TASK OBJECTIVE :: Copy the lines verbatim, starting at the line containing "Target: wooden fence" and ending at the line containing "Target: white baseboard".

GIVEN DATA ::
———
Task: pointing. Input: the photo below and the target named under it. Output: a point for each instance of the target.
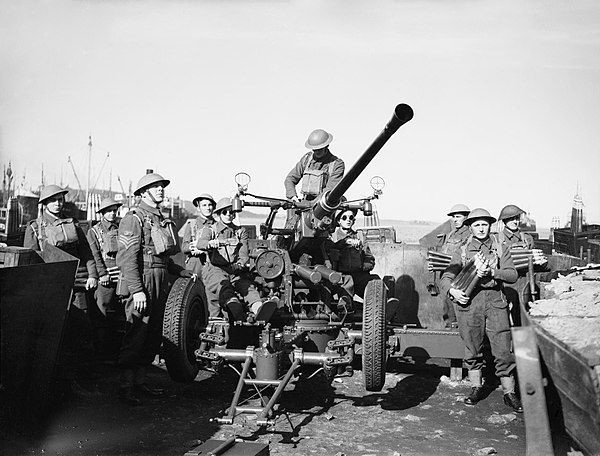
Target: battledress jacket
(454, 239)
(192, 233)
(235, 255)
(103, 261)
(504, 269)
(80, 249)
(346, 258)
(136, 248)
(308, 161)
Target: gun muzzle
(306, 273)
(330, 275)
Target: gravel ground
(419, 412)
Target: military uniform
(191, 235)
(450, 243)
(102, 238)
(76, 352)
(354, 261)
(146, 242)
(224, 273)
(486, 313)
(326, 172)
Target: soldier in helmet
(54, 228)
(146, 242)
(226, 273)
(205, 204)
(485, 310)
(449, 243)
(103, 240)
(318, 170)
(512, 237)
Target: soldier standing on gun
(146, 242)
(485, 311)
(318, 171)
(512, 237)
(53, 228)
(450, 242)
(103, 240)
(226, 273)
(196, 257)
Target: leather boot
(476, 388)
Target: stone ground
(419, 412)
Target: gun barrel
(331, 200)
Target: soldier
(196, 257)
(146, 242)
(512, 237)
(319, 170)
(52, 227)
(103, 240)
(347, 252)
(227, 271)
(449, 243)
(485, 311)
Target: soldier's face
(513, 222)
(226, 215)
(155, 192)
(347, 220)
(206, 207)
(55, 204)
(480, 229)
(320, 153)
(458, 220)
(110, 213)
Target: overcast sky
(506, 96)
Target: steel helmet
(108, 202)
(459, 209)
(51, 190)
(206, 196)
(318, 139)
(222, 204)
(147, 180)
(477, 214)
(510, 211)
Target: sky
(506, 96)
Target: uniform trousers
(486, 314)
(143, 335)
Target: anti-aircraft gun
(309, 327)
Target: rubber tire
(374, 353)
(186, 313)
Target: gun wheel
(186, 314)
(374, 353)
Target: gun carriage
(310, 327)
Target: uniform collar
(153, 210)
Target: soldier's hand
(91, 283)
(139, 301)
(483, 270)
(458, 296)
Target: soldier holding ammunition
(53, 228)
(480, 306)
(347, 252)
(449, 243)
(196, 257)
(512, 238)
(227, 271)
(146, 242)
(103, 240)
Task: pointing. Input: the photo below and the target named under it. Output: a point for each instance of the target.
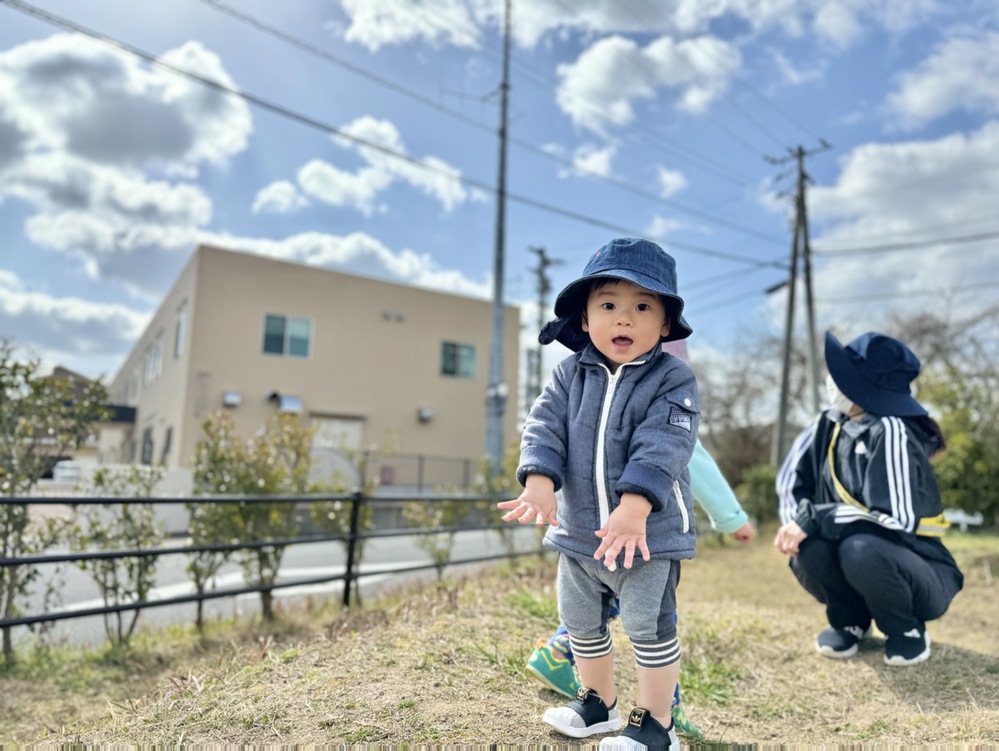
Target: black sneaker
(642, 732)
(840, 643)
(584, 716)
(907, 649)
———
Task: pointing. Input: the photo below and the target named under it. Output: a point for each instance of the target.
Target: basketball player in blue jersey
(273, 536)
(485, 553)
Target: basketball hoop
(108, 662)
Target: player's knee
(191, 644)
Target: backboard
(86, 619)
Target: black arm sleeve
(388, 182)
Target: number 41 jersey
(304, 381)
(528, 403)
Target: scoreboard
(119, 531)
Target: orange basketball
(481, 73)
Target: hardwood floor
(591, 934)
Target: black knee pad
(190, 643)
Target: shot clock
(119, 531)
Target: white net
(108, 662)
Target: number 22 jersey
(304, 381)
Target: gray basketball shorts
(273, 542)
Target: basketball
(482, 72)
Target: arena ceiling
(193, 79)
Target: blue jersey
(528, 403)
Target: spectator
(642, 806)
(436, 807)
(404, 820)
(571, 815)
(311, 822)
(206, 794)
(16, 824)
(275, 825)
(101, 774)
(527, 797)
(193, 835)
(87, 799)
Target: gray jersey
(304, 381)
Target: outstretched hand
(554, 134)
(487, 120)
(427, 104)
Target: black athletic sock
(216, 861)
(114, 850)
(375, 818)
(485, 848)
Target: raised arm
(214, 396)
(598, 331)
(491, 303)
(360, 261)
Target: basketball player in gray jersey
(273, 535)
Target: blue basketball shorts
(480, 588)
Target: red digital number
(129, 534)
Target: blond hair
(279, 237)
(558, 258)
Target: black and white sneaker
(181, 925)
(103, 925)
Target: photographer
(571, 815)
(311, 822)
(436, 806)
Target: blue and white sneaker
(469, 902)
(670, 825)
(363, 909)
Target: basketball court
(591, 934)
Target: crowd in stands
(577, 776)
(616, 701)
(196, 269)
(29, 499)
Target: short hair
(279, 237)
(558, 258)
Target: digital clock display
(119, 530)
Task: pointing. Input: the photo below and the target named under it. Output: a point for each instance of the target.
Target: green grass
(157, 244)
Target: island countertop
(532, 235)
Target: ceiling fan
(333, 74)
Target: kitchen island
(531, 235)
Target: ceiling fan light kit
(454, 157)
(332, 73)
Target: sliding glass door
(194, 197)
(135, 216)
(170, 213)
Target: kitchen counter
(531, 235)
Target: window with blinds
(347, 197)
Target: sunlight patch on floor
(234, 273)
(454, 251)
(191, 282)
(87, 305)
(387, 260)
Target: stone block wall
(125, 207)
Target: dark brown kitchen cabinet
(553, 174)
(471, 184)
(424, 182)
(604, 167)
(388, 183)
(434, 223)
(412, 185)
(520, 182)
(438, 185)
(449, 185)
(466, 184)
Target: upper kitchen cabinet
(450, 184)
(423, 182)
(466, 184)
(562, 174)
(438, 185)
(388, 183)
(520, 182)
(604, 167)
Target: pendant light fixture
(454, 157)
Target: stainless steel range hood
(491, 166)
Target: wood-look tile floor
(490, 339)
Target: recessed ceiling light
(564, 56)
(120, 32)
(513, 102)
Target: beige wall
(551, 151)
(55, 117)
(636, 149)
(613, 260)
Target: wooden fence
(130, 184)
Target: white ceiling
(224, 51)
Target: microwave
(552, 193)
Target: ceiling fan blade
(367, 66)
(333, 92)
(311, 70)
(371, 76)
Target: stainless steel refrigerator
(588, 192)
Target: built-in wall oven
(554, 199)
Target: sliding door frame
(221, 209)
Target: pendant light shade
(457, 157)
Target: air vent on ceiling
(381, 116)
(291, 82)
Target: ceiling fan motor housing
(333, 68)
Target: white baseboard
———
FINISHED ANSWER ::
Target: wooden fence
(130, 184)
Target: white ceiling
(224, 51)
Target: microwave
(552, 193)
Target: ceiling fan blade
(367, 66)
(333, 92)
(311, 70)
(371, 76)
Target: stainless steel refrigerator
(588, 192)
Target: built-in wall oven
(554, 199)
Target: sliding door frame
(221, 209)
Target: pendant light shade
(457, 157)
Target: air vent on ceiling
(381, 116)
(291, 82)
Target: ceiling fan motor housing
(333, 68)
Target: white baseboard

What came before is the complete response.